● Artigo:
▼
MAIS DE 1.440 FAMÍLIAS REMOVIDAS EM FORTALEZA SÓ ESTE ANO.

Em Audiência Pública moradores e academia chamam a atenção para os inúmeros casos de remoções feitas em desacordo com a legislação e para a falta de política pública que garanta o direito à moradia digna.

Observatório de Remoções – Fortaleza

Na última sexta (01/12/2017), a audiência pública, promovida pelas Comissões de Direitos Humanos da Câmara Municipal e da Assembleia Legislativa, presidida pela vereadora Larissa Gaspar, debateu sobre as remoções, as violações dos procedimentos legais e as políticas de habitação para a população de baixa renda, em Fortaleza. Na ocasião, muitos moradores de comunidades removidas ou ameaçadas de remoção denunciaram atos da Prefeitura. A audiência também serviu para o lançamento do Observatório das Remoções, um projeto de extensão criado pelo Laboratório de Estudos da Habitação (Lehab), da Universidade Federal do Ceará, em parceria com o Escritório Frei Tito de Alencar, o NUHAN da Defensoria Pública Geral do Estado, e o Observatório de Remoções de São Paulo do LabCidade – USP.
▲
● Seção de dados:
▼
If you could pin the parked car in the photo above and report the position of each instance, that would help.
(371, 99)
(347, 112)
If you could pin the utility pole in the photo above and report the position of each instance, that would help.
▲
● Tarefas:
1 - Repita, sem mudar nada, o trecho do artigo que começa em "Na última sexta" e segue até "do LabCidade – USP.".
2 - Segundo o artigo, quem presidiu a audiência pública sobre as remoções em Fortaleza?

● Respostas:
1 -
Na última sexta (01/12/2017), a audiência pública, promovida pelas Comissões de Direitos Humanos da Câmara Municipal e da Assembleia Legislativa, presidida pela vereadora Larissa Gaspar, debateu sobre as remoções, as violações dos procedimentos legais e as políticas de habitação para a população de baixa renda, em Fortaleza. Na ocasião, muitos moradores de comunidades removidas ou ameaçadas de remoção denunciaram atos da Prefeitura. A audiência também serviu para o lançamento do Observatório das Remoções, um projeto de extensão criado pelo Laboratório de Estudos da Habitação (Lehab), da Universidade Federal do Ceará, em parceria com o Escritório Frei Tito de Alencar, o NUHAN da Defensoria Pública Geral do Estado, e o Observatório de Remoções de São Paulo do LabCidade – USP.

2 - A vereadora Larissa Gaspar.